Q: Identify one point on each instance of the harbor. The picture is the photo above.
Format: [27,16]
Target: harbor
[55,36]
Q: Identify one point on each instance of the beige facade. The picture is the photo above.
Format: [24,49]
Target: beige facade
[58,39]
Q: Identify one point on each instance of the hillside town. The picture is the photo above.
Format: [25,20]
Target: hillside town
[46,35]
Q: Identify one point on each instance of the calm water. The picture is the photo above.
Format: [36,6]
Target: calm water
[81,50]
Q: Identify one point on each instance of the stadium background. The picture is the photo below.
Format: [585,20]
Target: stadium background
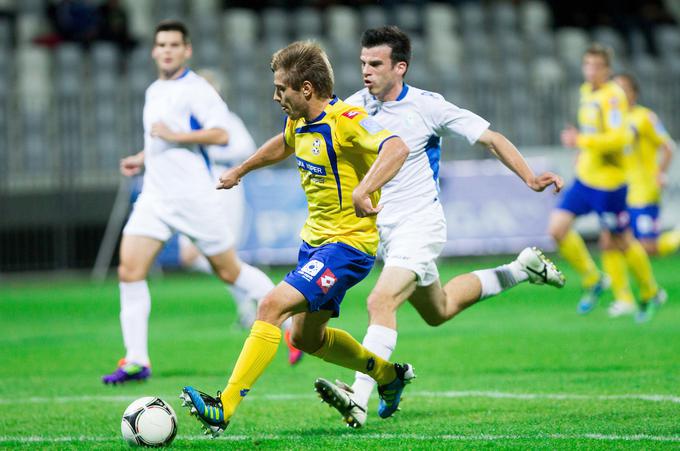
[74,74]
[522,371]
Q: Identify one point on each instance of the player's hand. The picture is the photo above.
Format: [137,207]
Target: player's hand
[363,206]
[160,130]
[131,165]
[546,179]
[569,136]
[229,179]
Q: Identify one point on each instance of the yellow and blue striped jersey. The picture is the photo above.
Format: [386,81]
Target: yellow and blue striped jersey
[642,162]
[604,135]
[334,152]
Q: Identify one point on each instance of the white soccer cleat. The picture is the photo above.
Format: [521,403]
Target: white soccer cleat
[621,308]
[341,397]
[539,268]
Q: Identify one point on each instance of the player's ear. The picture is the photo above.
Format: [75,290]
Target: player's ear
[307,89]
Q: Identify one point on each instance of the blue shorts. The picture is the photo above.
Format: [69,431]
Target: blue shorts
[610,206]
[325,273]
[645,221]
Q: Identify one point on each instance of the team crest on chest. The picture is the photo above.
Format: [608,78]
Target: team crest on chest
[316,146]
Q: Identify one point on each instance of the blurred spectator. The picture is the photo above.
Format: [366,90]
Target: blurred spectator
[627,16]
[74,20]
[113,25]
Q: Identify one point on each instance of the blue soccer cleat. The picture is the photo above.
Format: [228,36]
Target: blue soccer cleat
[206,409]
[591,295]
[390,394]
[127,372]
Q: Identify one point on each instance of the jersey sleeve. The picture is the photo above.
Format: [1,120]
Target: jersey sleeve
[360,132]
[208,109]
[289,132]
[615,131]
[451,120]
[241,144]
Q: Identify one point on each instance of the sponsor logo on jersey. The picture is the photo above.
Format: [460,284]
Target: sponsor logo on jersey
[327,280]
[310,269]
[316,146]
[315,169]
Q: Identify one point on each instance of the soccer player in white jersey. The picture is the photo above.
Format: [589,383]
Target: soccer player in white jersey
[182,113]
[411,223]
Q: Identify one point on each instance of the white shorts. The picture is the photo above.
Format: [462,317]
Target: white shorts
[204,221]
[414,242]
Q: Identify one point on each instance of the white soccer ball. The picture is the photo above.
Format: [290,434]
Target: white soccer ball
[149,421]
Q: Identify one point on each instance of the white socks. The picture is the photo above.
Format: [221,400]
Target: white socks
[380,340]
[135,306]
[500,278]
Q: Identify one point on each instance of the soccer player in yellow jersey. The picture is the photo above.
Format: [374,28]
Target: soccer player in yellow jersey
[647,164]
[344,158]
[600,186]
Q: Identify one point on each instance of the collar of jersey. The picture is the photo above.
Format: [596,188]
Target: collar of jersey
[402,94]
[333,101]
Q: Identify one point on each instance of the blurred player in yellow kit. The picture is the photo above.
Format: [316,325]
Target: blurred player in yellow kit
[647,165]
[601,187]
[344,157]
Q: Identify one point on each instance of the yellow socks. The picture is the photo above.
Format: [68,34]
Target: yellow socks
[257,353]
[668,242]
[574,251]
[341,349]
[614,264]
[638,262]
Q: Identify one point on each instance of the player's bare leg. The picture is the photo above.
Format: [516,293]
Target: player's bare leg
[137,254]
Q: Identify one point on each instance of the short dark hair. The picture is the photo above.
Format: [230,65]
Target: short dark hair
[305,61]
[604,52]
[630,78]
[172,25]
[391,36]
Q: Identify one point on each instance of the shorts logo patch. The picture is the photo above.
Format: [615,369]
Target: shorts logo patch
[326,281]
[310,269]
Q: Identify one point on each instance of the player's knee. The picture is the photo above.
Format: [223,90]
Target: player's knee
[270,310]
[130,273]
[381,303]
[228,275]
[308,344]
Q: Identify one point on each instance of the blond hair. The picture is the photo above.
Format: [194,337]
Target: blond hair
[305,61]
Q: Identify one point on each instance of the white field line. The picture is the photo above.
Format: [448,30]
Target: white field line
[358,437]
[416,394]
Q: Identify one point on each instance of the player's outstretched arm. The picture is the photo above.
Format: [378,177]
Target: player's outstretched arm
[508,154]
[386,166]
[273,151]
[208,137]
[667,150]
[132,165]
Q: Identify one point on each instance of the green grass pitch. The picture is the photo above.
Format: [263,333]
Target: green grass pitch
[519,371]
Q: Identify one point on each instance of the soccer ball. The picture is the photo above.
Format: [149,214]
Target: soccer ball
[149,421]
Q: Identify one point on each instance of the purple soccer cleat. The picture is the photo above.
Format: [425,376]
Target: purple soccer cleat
[126,373]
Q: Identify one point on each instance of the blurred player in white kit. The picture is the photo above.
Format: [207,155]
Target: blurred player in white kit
[182,115]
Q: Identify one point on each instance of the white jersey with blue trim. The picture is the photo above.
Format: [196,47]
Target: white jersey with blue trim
[241,145]
[421,118]
[184,104]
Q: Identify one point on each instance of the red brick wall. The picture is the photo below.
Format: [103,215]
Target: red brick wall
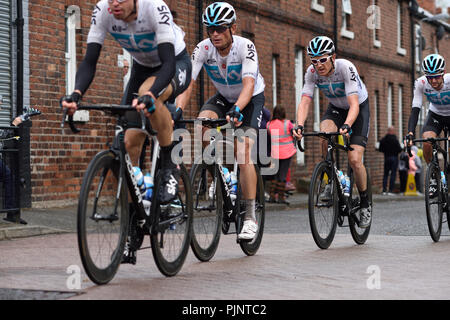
[279,27]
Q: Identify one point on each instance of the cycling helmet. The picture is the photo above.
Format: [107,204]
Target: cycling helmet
[433,64]
[320,46]
[219,14]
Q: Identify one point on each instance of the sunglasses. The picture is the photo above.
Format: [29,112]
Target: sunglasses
[218,29]
[438,76]
[321,60]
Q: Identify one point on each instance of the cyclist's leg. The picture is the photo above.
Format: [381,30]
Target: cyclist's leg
[431,129]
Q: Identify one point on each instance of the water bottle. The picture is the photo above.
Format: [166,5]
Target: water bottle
[443,181]
[148,182]
[139,179]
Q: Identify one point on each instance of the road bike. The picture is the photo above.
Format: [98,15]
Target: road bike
[216,207]
[325,216]
[436,200]
[104,217]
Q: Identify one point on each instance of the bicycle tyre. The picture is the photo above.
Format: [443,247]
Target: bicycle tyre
[164,236]
[360,235]
[251,247]
[206,225]
[323,239]
[434,217]
[102,266]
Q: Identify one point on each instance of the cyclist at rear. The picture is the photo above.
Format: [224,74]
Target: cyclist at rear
[435,85]
[231,63]
[348,111]
[161,70]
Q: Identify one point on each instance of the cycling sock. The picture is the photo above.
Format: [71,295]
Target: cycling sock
[166,157]
[364,199]
[250,210]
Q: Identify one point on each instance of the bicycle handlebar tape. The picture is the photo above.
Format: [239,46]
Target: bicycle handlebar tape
[148,101]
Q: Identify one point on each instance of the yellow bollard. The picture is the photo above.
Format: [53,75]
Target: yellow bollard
[411,186]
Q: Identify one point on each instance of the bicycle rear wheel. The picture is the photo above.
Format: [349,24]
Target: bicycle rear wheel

== == ==

Given exercise: Recast every line of the material above as a Markdown table with the columns Row and Entry. Put a row number in Row and the line in Entry, and leave out blank lines and the pictures.

The reply:
| Row | Entry |
|---|---|
| 1 | Q: Identify one point on each instance of the harbor. The picture is the photo above. |
| 2 | Format: [27,16] |
| 3 | Target: harbor |
| 4 | [55,36] |
| 5 | Q: Identify one point on each instance of the beige facade. The picture is the photo above. |
| 6 | Format: [24,49] |
| 7 | Target: beige facade |
| 8 | [58,39] |
| 9 | Q: Identify one point on each instance of the hillside town. The picture is the photo above. |
| 10 | Format: [25,20] |
| 11 | Target: hillside town |
| 12 | [46,35] |
| 13 | Q: Identify one point on each instance of the calm water. The picture is the photo above. |
| 14 | Format: [36,6] |
| 15 | Target: calm water |
| 16 | [81,50] |
| 17 | Q: Identify one point on each instance of the stadium background. The picture is the photo below. |
| 18 | Format: [585,20] |
| 19 | Target: stadium background |
| 20 | [74,74] |
| 21 | [522,371] |
| 22 | Q: Identify one point on each instance of the player's hand. The picture is the photo above. |
| 23 | Format: [137,207] |
| 24 | Target: player's hand |
| 25 | [363,206] |
| 26 | [160,130] |
| 27 | [131,165] |
| 28 | [546,179] |
| 29 | [569,136] |
| 30 | [229,179] |
| 31 | Q: Identify one point on each instance of the yellow and blue striped jersey. The picture is the photo above. |
| 32 | Format: [386,81] |
| 33 | Target: yellow and blue striped jersey |
| 34 | [642,162] |
| 35 | [604,135] |
| 36 | [334,152] |
| 37 | Q: Identify one point on each instance of the white soccer cleat. The picture is the photo above. |
| 38 | Format: [521,403] |
| 39 | Target: white soccer cleat |
| 40 | [621,308] |
| 41 | [341,397] |
| 42 | [539,268] |
| 43 | Q: Identify one point on each instance of the player's ear. The picture is the photo above. |
| 44 | Format: [75,290] |
| 45 | Target: player's ear |
| 46 | [307,89] |
| 47 | Q: Identify one point on each instance of the blue shorts. The picture is the photo above. |
| 48 | Format: [69,431] |
| 49 | Target: blue shorts |
| 50 | [610,206] |
| 51 | [325,273] |
| 52 | [645,221] |
| 53 | Q: Identify one point on each instance of the team crest on chest. The picture is the photo above. |
| 54 | Format: [608,78] |
| 55 | Target: team crest on chest |
| 56 | [316,146] |
| 57 | Q: Identify one point on each instance of the blurred spectator. The picture is the photo above. |
| 58 | Format: [366,90] |
| 59 | Target: blurred spectator |
| 60 | [627,16] |
| 61 | [74,20] |
| 62 | [113,25] |
| 63 | Q: Identify one point on each instance of the blue soccer cleat. The picture is the photo above. |
| 64 | Format: [228,36] |
| 65 | Target: blue soccer cleat |
| 66 | [206,409] |
| 67 | [591,295] |
| 68 | [390,394] |
| 69 | [127,372] |
| 70 | Q: Identify one point on each instance of the jersey sleeve. The picture is the photo above. |
| 71 | Format: [1,120] |
| 72 | Target: jersey sleeve |
| 73 | [360,132] |
| 74 | [208,109] |
| 75 | [289,132] |
| 76 | [615,131] |
| 77 | [451,120] |
| 78 | [241,144] |
| 79 | Q: Identify one point on each instance of the sponsor logo on jersey. The picture is the photo above. |
| 80 | Format: [460,284] |
| 81 | Target: sponsor logo on jersey |
| 82 | [327,280] |
| 83 | [310,269] |
| 84 | [316,146] |
| 85 | [315,169] |
| 86 | Q: Identify one point on each instance of the soccer player in white jersey. The picture is the photo above. |
| 87 | Format: [589,383] |
| 88 | Target: soccer player in white jersey |
| 89 | [182,113] |
| 90 | [411,223] |
| 91 | Q: Identify one point on each instance of the white shorts. The picture is the photo above. |
| 92 | Format: [462,317] |
| 93 | Target: white shorts |
| 94 | [204,221] |
| 95 | [414,242] |
| 96 | Q: Identify one point on each instance of the white soccer ball. The picture is the photo above. |
| 97 | Format: [290,434] |
| 98 | Target: white soccer ball |
| 99 | [149,421] |
| 100 | Q: Identify one point on each instance of the white socks. The picture is the photo above. |
| 101 | Format: [221,400] |
| 102 | Target: white socks |
| 103 | [380,340] |
| 104 | [135,306] |
| 105 | [500,278] |
| 106 | Q: Identify one point on each instance of the soccer player in yellow jersey. The picture is the photo above. |
| 107 | Format: [374,28] |
| 108 | Target: soccer player in yellow jersey |
| 109 | [647,164] |
| 110 | [344,158] |
| 111 | [600,186] |
| 112 | Q: Identify one point on each instance of the collar of jersey. The picture is the photo above. |
| 113 | Format: [596,188] |
| 114 | Target: collar of jersey |
| 115 | [402,94] |
| 116 | [333,101] |
| 117 | Q: Identify one point on each instance of the blurred player in yellow kit. The picture is the photo above. |
| 118 | Format: [316,325] |
| 119 | Target: blurred player in yellow kit |
| 120 | [647,165] |
| 121 | [601,187] |
| 122 | [344,157] |
| 123 | Q: Identify one point on each instance of the yellow socks. The picture is the photo above. |
| 124 | Format: [68,34] |
| 125 | Target: yellow socks |
| 126 | [257,353] |
| 127 | [668,242] |
| 128 | [574,251] |
| 129 | [341,349] |
| 130 | [614,264] |
| 131 | [638,262] |
| 132 | Q: Identify one point on each instance of the player's bare leg. The picture is the photo above. |
| 133 | Format: [516,293] |
| 134 | Target: player's bare leg |
| 135 | [137,254] |
| 136 | Q: Identify one point on each instance of the short dark hair. The picture is the photo above. |
| 137 | Format: [230,65] |
| 138 | Target: short dark hair |
| 139 | [305,61] |
| 140 | [604,52] |
| 141 | [630,78] |
| 142 | [172,25] |
| 143 | [391,36] |
| 144 | Q: Identify one point on each instance of the shorts logo patch. The picture is the photo above. |
| 145 | Format: [615,369] |
| 146 | Target: shorts logo patch |
| 147 | [326,281] |
| 148 | [310,269] |
| 149 | Q: Identify one point on each instance of the player's knee. The picture is the photo above. |
| 150 | Format: [223,90] |
| 151 | Target: player's knee |
| 152 | [270,310] |
| 153 | [130,273] |
| 154 | [381,303] |
| 155 | [228,275] |
| 156 | [308,344] |
| 157 | Q: Identify one point on each instance of the blond hair. The picture is the photo above. |
| 158 | Format: [194,337] |
| 159 | Target: blond hair |
| 160 | [305,61] |
| 161 | Q: Identify one point on each instance of the white field line. The picture is the photo above. |
| 162 | Format: [448,30] |
| 163 | Target: white field line |
| 164 | [358,437] |
| 165 | [416,394] |
| 166 | Q: Identify one point on each instance of the player's outstretched arm. The picture is the photo above. |
| 167 | Format: [378,177] |
| 168 | Target: player's outstretched arm |
| 169 | [508,154] |
| 170 | [386,166] |
| 171 | [273,151] |
| 172 | [208,137] |
| 173 | [667,150] |
| 174 | [132,165] |
| 175 | Q: Identify one point on each instance of the green grass pitch. The picture is the photo above. |
| 176 | Format: [263,333] |
| 177 | Target: green grass pitch |
| 178 | [519,371] |
| 179 | Q: Identify one point on each instance of the soccer ball. The picture is the photo above. |
| 180 | Format: [149,214] |
| 181 | Target: soccer ball |
| 182 | [149,421] |
| 183 | Q: Identify one point on each instance of the purple soccer cleat. The picture is the photo above. |
| 184 | Format: [425,376] |
| 185 | Target: purple soccer cleat |
| 186 | [126,373] |
| 187 | Q: Identify one point on each instance of the blurred player in white kit. The picture is the photo above. |
| 188 | Format: [207,155] |
| 189 | Target: blurred player in white kit |
| 190 | [182,115] |
| 191 | Q: Identify one point on each instance of the white jersey with blue trim. The picture is the photo above. |
| 192 | Format: [196,47] |
| 193 | Target: white jersey with blue trim |
| 194 | [241,145] |
| 195 | [421,118] |
| 196 | [184,104] |
| 197 | Q: Identify one point on each instance of the red brick wall. The picture is the photo below. |
| 198 | Format: [103,215] |
| 199 | Target: red brick wall |
| 200 | [279,27] |
| 201 | Q: Identify one point on each instance of the cycling helmet. The picture is the photo above. |
| 202 | Format: [107,204] |
| 203 | Target: cycling helmet |
| 204 | [433,64] |
| 205 | [320,46] |
| 206 | [219,14] |
| 207 | Q: Identify one point on each instance of the sunglasses. The picture is the photo above. |
| 208 | Format: [29,112] |
| 209 | Target: sunglasses |
| 210 | [218,29] |
| 211 | [438,76] |
| 212 | [321,60] |
| 213 | Q: Identify one point on each instance of the cyclist's leg. The picture is the photo above. |
| 214 | Format: [381,30] |
| 215 | Target: cyclist's leg |
| 216 | [431,129] |
| 217 | Q: Identify one point on each instance of the water bottle. The picture is the photo above. |
| 218 | Format: [166,5] |
| 219 | Target: water bottle |
| 220 | [443,181] |
| 221 | [148,182] |
| 222 | [139,179] |
| 223 | Q: Identify one point on each instance of the road bike. The picture is the photo above. |
| 224 | Format: [98,15] |
| 225 | Target: road bike |
| 226 | [216,207] |
| 227 | [325,216] |
| 228 | [436,200] |
| 229 | [104,217] |
| 230 | Q: Identify one point on each instance of the bicycle tyre. The picture is the photo above. |
| 231 | Format: [443,247] |
| 232 | Target: bicycle tyre |
| 233 | [164,236] |
| 234 | [360,235] |
| 235 | [251,247] |
| 236 | [206,225] |
| 237 | [323,239] |
| 238 | [434,217] |
| 239 | [102,266] |
| 240 | Q: Identify one point on each instance of the cyclist at rear. The picture is the photo above. |
| 241 | Format: [224,74] |
| 242 | Target: cyclist at rear |
| 243 | [435,85] |
| 244 | [231,63] |
| 245 | [348,111] |
| 246 | [161,70] |
| 247 | Q: Identify one point on each instance of the cycling sock. The picture is the photo above. |
| 248 | Format: [71,295] |
| 249 | Target: cycling sock |
| 250 | [166,157] |
| 251 | [364,199] |
| 252 | [250,210] |
| 253 | Q: Identify one point on each instance of the bicycle handlebar tape. The picture is the photo above. |
| 254 | Format: [239,46] |
| 255 | Target: bicycle handlebar tape |
| 256 | [148,101] |
| 257 | Q: Identify one point on each instance of the yellow bollard. The picture is the photo above. |
| 258 | Format: [53,75] |
| 259 | Target: yellow bollard |
| 260 | [411,186] |
| 261 | Q: Identify one point on each instance of the bicycle rear wheel. The picture is the photo above. |
| 262 | Format: [349,24] |
| 263 | Target: bicycle rear wheel |